**TASKS FOR THIS EXERCISE**
a – Could you repeat, word for word, the part of the hurricane damage data description that opens with the words containing "2.2 Geospatial data" and closes with "data and their characteristics."?
b – In the hurricane damage data description, why is the Southwest Louisiana region said to have a more homogeneous construction pattern? Answer in one to three sentences.

--- start GIVEN TEXT ---

Structural data were obtained from NSF-funded StEER and GEER reconnaissance datasets (Kijewski-Correa et al., 2018a; Kijewski-Correa et al., 2018b; Roueche et al., 2018; 2020; 2021). These datasets contain building-specific, qualitative damage ratings for buildings throughout the respective hurricane impact areas in addition to each building’s structural parameters: number of stories (integer, where 1.5 indicates a second story over part of the house), roof shape (where the primary shape covers the majority of the house and secondary, if any, covers the remainder), wall structure (structural wall framing material or combination of materials), wall cladding (outermost wall covering material, where the primary is the predominant material and secondary, if any, are other claddings present on the building), large door presence (typically a garage door), roof system (roof framing material), roof cover (outermost covering material on the roof), building age, and first-floor elevation (relative to ground elevation). Table 1 provides a comprehensive list of 11 structural features, including the data type associated with each variable, the classes within each discrete variable, and descriptive statistics for each continuous variable. Supplementary Figures S12–S22 show the distribution of all structural features and the construction patterns of the four regions (Galveston, Texas, Florida Peninsula and Keys, Florida Panhandle, and Southwest Louisiana). The Southwest Louisiana region affected by Hurricane Laura exhibits more skewed data distribution compared to the other regions, indicating a more homogeneous construction pattern (Supplementary Figures S12D–S22D). Additionally, secondary roof shape and wall cladding for three regions (except the Southwest Louisiana region) exhibit a more homogeneous construction pattern than primary roof shape and wall cladding (Supplementary Figures S13–S17).

Table 1

Table 1. Structural features and their characteristics.

2.2 Geospatial data

Geospatial data representing houses’ extent of exposure were calculated using geographic information system (GIS) software. Geospatial features include house coordinates, the distance from each house to the nearest coastline point, building density as a count of other buildings within 100 m, 500 m, and 1 km of a given house, and the count of “shielding” buildings whose footprints intersect a linear path between a house’s footprint and the nearest point along the coastline. Building footprints from the Federal Emergency Management Agency (FEMA) USA Structures dataset (FEMA, 2022) were used to produce the geospatial features. Table 2 provides a comprehensive list of seven geospatial data, including the data type associated with each variable and descriptive statistics.

Table 2

Table 2. Geospatial data and their characteristics.

--- end GIVEN TEXT ---
--- start GIVEN MATERIAL ---

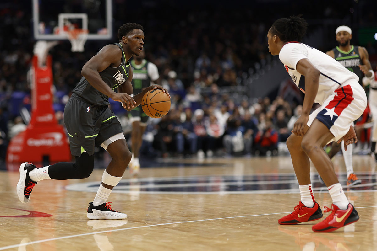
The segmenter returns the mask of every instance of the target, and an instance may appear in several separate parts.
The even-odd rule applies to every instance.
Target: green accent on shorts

--- end GIVEN MATERIAL ---

**OUTPUTS IN ORDER**
a –
2.2 Geospatial data

Geospatial data representing houses’ extent of exposure were calculated using geographic information system (GIS) software. Geospatial features include house coordinates, the distance from each house to the nearest coastline point, building density as a count of other buildings within 100 m, 500 m, and 1 km of a given house, and the count of “shielding” buildings whose footprints intersect a linear path between a house’s footprint and the nearest point along the coastline. Building footprints from the Federal Emergency Management Agency (FEMA) USA Structures dataset (FEMA, 2022) were used to produce the geospatial features. Table 2 provides a comprehensive list of seven geospatial data, including the data type associated with each variable and descriptive statistics.

Table 2

Table 2. Geospatial data and their characteristics.

b – Its structural features show a more skewed distribution than those of the other regions. The description takes that skew as indicating a more homogeneous construction pattern in the area affected by Hurricane Laura.